__SOURCE MATERIAL__
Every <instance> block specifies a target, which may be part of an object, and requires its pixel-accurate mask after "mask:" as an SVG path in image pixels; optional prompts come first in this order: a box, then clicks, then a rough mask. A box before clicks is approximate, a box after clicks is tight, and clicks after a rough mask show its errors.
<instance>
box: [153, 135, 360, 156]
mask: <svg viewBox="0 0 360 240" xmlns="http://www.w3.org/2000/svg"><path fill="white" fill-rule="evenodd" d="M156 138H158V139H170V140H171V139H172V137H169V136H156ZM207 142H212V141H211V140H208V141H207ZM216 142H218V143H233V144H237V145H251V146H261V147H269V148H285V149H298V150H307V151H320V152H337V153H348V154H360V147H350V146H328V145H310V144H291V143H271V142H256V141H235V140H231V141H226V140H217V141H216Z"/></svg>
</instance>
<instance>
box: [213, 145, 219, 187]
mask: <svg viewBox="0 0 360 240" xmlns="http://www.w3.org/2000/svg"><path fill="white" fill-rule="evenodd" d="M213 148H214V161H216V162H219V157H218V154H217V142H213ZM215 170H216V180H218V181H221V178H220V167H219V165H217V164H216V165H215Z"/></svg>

* * *

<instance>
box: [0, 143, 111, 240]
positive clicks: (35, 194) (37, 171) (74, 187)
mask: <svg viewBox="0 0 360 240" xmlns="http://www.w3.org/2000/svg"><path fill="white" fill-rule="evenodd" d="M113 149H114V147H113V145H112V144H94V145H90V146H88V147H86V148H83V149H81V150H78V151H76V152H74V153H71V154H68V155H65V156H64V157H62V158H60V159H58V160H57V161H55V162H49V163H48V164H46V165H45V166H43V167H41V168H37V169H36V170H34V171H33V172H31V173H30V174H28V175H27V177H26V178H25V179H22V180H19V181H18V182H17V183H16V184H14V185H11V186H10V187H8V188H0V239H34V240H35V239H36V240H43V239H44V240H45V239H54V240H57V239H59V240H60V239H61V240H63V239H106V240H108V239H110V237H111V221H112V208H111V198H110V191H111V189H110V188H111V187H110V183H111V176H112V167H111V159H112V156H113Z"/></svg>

==

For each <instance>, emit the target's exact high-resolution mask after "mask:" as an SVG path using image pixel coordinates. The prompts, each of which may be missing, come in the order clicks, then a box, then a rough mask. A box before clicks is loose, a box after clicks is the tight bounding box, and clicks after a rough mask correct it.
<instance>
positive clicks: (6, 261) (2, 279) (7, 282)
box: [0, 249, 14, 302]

__DIRECTIONS FOR THIS TASK__
Copy the lines starting with the one containing "For each <instance>, emit" and continuing through the one containing "box: [0, 249, 14, 302]", unchanged.

__ANSWER SPACE__
For each <instance>, emit the target's exact high-resolution mask after "mask:" as an SVG path using image pixel coordinates. The prompts, each of which may be missing, come in the order clicks, then a box, then a rough mask. A box before clicks is loose, a box after clicks is the tight bounding box, and clicks after a rough mask correct it.
<instance>
positive clicks: (6, 261) (2, 279) (7, 282)
box: [0, 249, 14, 302]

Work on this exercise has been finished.